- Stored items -
============================================================

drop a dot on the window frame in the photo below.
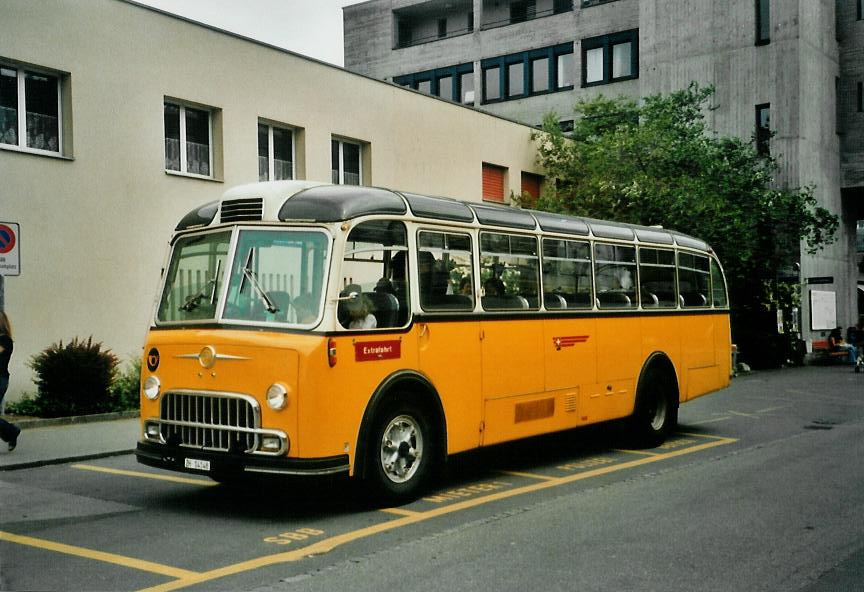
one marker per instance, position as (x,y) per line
(271,151)
(607,44)
(183,156)
(472,262)
(341,170)
(553,75)
(21,72)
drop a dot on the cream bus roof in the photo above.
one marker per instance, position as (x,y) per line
(309,201)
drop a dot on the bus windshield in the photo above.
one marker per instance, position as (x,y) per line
(275,276)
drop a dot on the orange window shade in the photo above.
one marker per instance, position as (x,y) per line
(493,183)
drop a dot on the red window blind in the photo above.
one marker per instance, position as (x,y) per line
(493,182)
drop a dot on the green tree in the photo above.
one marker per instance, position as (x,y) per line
(655,163)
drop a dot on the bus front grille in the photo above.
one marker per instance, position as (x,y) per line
(210,421)
(239,210)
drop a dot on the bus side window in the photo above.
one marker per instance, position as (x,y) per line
(567,274)
(718,285)
(657,278)
(510,270)
(615,274)
(375,268)
(445,271)
(693,280)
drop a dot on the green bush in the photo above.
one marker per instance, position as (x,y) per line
(126,388)
(74,379)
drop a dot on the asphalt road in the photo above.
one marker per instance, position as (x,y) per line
(761,489)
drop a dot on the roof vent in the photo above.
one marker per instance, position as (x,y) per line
(237,210)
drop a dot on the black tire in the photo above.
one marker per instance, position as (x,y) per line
(400,453)
(656,413)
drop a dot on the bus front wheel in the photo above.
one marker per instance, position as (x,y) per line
(656,413)
(400,453)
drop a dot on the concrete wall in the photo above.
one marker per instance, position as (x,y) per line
(95,225)
(713,43)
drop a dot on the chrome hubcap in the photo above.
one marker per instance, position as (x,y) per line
(401,448)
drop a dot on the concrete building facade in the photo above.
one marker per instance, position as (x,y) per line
(794,67)
(117,119)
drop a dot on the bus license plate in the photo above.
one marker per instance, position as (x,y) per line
(198,465)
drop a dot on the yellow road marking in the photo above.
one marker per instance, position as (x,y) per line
(642,452)
(528,475)
(141,474)
(327,545)
(157,568)
(399,511)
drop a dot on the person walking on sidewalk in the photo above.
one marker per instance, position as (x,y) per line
(8,431)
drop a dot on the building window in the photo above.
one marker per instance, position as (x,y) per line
(540,75)
(559,6)
(493,182)
(515,79)
(491,84)
(30,109)
(466,88)
(610,58)
(763,128)
(275,153)
(522,11)
(346,165)
(188,140)
(528,73)
(763,22)
(453,83)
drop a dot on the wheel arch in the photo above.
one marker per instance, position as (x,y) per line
(658,361)
(410,386)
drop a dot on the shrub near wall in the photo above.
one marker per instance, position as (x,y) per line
(74,379)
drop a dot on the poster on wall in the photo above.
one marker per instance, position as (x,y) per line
(823,310)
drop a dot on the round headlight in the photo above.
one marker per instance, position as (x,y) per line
(277,396)
(152,387)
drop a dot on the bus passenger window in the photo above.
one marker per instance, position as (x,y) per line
(615,274)
(510,272)
(693,280)
(445,271)
(374,268)
(566,274)
(657,278)
(718,285)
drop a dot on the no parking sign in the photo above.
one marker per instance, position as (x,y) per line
(10,243)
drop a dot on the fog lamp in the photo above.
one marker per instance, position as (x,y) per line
(270,444)
(152,386)
(277,396)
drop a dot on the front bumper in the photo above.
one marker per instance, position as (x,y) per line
(173,458)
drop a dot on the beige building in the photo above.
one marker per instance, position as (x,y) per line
(117,119)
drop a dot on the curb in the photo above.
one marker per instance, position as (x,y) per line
(32,423)
(58,461)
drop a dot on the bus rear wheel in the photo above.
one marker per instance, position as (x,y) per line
(656,413)
(400,453)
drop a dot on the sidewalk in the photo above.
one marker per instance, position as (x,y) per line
(45,442)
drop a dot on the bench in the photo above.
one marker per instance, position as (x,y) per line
(821,352)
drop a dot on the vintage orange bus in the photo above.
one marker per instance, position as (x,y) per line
(311,329)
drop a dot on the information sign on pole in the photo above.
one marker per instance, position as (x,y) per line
(10,248)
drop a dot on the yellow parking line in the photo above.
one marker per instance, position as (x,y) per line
(327,545)
(529,475)
(157,568)
(399,511)
(143,475)
(640,452)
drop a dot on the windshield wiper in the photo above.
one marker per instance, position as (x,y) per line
(248,274)
(193,301)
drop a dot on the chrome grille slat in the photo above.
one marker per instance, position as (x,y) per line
(209,421)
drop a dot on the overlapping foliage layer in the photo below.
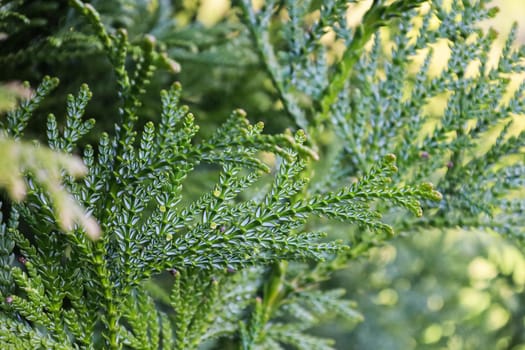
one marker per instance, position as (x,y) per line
(245,254)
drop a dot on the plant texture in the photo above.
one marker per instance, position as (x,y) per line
(237,259)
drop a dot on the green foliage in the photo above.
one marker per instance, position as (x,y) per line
(238,262)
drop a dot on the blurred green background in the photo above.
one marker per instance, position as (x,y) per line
(432,290)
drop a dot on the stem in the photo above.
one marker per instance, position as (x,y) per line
(261,40)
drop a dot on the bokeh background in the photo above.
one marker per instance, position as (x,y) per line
(433,290)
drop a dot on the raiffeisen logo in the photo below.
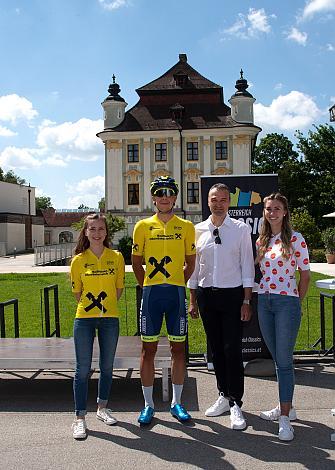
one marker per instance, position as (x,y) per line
(245,199)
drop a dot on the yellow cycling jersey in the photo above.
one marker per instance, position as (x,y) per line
(97,279)
(164,247)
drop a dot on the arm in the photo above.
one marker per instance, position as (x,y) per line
(118,293)
(139,272)
(77,296)
(189,266)
(193,307)
(303,284)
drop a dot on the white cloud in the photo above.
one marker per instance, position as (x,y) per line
(14,108)
(57,145)
(317,6)
(73,140)
(21,158)
(5,132)
(255,23)
(289,112)
(113,4)
(297,36)
(88,191)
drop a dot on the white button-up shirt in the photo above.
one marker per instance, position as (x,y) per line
(229,264)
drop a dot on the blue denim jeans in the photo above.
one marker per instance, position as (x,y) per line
(83,333)
(279,319)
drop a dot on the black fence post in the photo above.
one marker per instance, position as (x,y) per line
(15,304)
(46,290)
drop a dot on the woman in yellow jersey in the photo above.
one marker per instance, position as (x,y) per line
(97,276)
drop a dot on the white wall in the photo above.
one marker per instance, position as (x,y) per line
(14,198)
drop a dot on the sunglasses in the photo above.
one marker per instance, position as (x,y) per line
(164,192)
(217,239)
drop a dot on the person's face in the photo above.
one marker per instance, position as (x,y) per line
(164,202)
(218,202)
(96,232)
(274,213)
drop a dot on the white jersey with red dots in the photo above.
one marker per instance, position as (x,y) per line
(278,272)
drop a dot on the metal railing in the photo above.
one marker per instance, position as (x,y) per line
(53,254)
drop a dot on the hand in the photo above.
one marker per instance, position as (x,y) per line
(246,312)
(193,311)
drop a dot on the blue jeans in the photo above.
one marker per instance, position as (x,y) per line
(279,319)
(83,334)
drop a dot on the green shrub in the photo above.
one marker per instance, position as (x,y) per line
(328,238)
(304,223)
(125,244)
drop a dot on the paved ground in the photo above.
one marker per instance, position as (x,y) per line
(36,416)
(25,264)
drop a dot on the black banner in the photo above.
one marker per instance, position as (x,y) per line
(246,195)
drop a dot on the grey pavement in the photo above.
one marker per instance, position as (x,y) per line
(25,264)
(36,416)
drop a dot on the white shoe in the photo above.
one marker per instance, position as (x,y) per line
(79,428)
(274,414)
(286,432)
(220,406)
(237,420)
(104,414)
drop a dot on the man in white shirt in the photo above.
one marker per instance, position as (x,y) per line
(221,288)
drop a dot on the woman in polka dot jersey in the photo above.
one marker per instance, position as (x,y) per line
(280,252)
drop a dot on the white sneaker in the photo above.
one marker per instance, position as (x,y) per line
(104,414)
(274,414)
(286,432)
(79,428)
(237,420)
(220,406)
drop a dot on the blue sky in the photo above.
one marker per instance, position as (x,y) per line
(58,57)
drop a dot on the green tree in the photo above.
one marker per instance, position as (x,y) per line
(275,154)
(304,223)
(43,202)
(114,223)
(318,151)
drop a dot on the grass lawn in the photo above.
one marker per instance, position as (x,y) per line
(28,289)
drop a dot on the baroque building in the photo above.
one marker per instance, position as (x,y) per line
(180,127)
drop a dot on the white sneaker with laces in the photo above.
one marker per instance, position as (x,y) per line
(286,432)
(220,406)
(237,420)
(274,414)
(105,415)
(79,428)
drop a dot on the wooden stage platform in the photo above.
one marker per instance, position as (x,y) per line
(57,354)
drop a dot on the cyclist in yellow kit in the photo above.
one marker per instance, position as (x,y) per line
(167,245)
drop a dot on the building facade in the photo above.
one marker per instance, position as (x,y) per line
(20,228)
(180,127)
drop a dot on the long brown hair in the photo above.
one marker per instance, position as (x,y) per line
(83,242)
(266,232)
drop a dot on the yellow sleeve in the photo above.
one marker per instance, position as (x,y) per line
(75,271)
(138,239)
(120,272)
(190,240)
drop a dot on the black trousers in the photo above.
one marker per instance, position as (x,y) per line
(220,311)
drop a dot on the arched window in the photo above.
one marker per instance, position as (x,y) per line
(66,237)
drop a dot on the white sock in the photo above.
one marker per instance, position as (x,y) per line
(176,397)
(147,394)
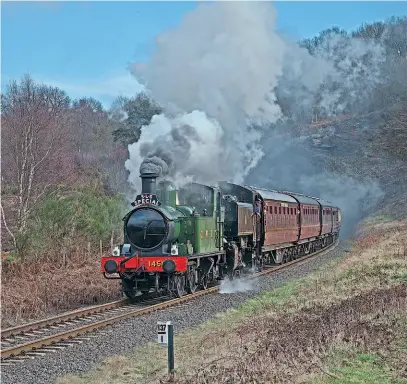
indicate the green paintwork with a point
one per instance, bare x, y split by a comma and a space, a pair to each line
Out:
195, 233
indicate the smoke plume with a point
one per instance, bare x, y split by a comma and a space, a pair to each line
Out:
225, 78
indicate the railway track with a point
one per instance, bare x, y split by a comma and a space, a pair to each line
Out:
31, 340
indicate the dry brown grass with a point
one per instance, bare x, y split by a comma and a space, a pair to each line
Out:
32, 290
287, 335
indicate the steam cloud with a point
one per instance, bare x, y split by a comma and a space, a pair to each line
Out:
224, 78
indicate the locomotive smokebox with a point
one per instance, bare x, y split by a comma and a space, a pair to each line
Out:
148, 182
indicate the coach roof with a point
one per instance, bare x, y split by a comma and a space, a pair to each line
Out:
272, 195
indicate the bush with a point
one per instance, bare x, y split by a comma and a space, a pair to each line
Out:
69, 219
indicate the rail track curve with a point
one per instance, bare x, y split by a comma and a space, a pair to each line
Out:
38, 338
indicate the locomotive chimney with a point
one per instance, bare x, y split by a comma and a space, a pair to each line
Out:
148, 182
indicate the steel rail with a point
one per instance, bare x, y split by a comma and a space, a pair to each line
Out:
73, 315
83, 330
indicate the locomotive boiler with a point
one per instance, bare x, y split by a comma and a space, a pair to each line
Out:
180, 240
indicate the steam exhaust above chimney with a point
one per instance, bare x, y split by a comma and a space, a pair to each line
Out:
148, 183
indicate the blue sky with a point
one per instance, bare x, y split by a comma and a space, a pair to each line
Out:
85, 47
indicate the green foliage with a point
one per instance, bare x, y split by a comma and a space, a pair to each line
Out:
72, 218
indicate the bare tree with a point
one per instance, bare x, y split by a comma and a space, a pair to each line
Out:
34, 138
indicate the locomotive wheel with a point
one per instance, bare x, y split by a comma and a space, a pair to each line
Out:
128, 289
191, 279
204, 281
179, 281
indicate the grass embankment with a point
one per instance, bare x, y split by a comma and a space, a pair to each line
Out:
57, 266
345, 323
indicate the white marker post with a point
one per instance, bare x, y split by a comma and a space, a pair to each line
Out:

============================================================

Start with the line above that contains "drop a dot on the yellow cycling" and stop after the line that contains "drop a dot on the person's". Output those lines exactly, and only those.

drop a dot on the yellow cycling jersey in the photo above.
one marker per instance, position as (x,y) per line
(97,279)
(164,247)
drop a dot on the arm in the photo above.
one marker per instance, position as (x,y) per line
(118,293)
(139,272)
(77,296)
(189,266)
(193,307)
(303,284)
drop a dot on the white cloud in the photo above.
one marker per instance, position as (x,y) per line
(14,108)
(57,145)
(317,6)
(73,140)
(21,158)
(5,132)
(255,23)
(289,112)
(113,4)
(297,36)
(88,191)
drop a dot on the white button-up shirt in the photo above.
one marker per instance, position as (x,y) per line
(229,264)
drop a dot on the blue denim jeans in the photo above.
one marker per instance, position as (x,y) per line
(83,333)
(279,319)
drop a dot on the black fence post in the photo above.
one marker per instance, position as (x,y) per line
(15,304)
(46,290)
drop a dot on the woman in yellow jersey in the photo above.
one marker per instance, position as (x,y) per line
(97,276)
drop a dot on the white wall in the photo above.
one marker per instance, position as (x,y) per line
(14,198)
drop a dot on the sunglasses in the photo above.
one marker per instance, position as (x,y) per line
(164,192)
(217,239)
drop a dot on the person's face in the photo above.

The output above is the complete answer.